**** Given data

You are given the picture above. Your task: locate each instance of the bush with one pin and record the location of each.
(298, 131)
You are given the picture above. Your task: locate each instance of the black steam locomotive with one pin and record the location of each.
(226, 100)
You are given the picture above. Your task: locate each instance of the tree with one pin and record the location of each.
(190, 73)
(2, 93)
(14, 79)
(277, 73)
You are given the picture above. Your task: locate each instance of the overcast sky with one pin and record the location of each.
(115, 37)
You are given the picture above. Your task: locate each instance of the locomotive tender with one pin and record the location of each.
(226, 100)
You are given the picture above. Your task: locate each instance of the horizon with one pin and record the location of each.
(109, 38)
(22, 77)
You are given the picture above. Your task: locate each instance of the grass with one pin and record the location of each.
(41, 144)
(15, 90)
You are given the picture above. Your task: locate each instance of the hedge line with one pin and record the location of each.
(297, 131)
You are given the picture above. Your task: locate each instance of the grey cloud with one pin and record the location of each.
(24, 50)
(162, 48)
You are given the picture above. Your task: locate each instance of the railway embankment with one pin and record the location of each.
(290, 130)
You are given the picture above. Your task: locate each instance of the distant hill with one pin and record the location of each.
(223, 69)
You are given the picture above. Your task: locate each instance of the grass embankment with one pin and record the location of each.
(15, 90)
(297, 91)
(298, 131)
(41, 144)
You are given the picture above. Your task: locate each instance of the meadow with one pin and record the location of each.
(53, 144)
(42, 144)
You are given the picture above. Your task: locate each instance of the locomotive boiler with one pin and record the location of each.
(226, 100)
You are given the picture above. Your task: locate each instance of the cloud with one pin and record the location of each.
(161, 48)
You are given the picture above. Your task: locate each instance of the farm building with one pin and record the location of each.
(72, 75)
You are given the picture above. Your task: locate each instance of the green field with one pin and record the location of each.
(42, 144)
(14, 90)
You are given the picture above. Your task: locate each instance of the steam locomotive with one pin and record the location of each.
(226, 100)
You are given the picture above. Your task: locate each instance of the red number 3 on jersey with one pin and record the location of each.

********

▶ [The exercise]: Exactly as written, give again every line from the one containing "of the distant" through the last line of the material above, and no other lines.

▶ [Reply]:
You are given the picture above. Your task: locate each instance of the distant hill with one pin and record the location of each.
(223, 69)
You are given the picture above. Your task: locate each instance of the grass embankment with one pin and record the location of each.
(15, 90)
(297, 91)
(298, 131)
(41, 144)
You are given the picture above. Your task: locate each instance of the meadow with one pin and record the location of each.
(53, 144)
(42, 144)
You are given the picture above. Your task: locate each instance of the locomotive boiler with one pin and record the location of each.
(226, 100)
You are given the picture above. Your task: locate each instance of the cloud with one pin and record the location of each.
(161, 48)
You are given the picture above. Your task: locate each instance of the farm building with one pin and record the location of each.
(72, 75)
You are given the picture above. Your task: locate each instance of the green field with one pin and record the location of each.
(42, 144)
(14, 90)
You are given the picture above. Your task: locate each instance of the steam locomotive with one pin and record the location of each.
(226, 100)
You are given the picture above. Your task: locate each instance of the red number 3 on jersey with one pin and record the location of each.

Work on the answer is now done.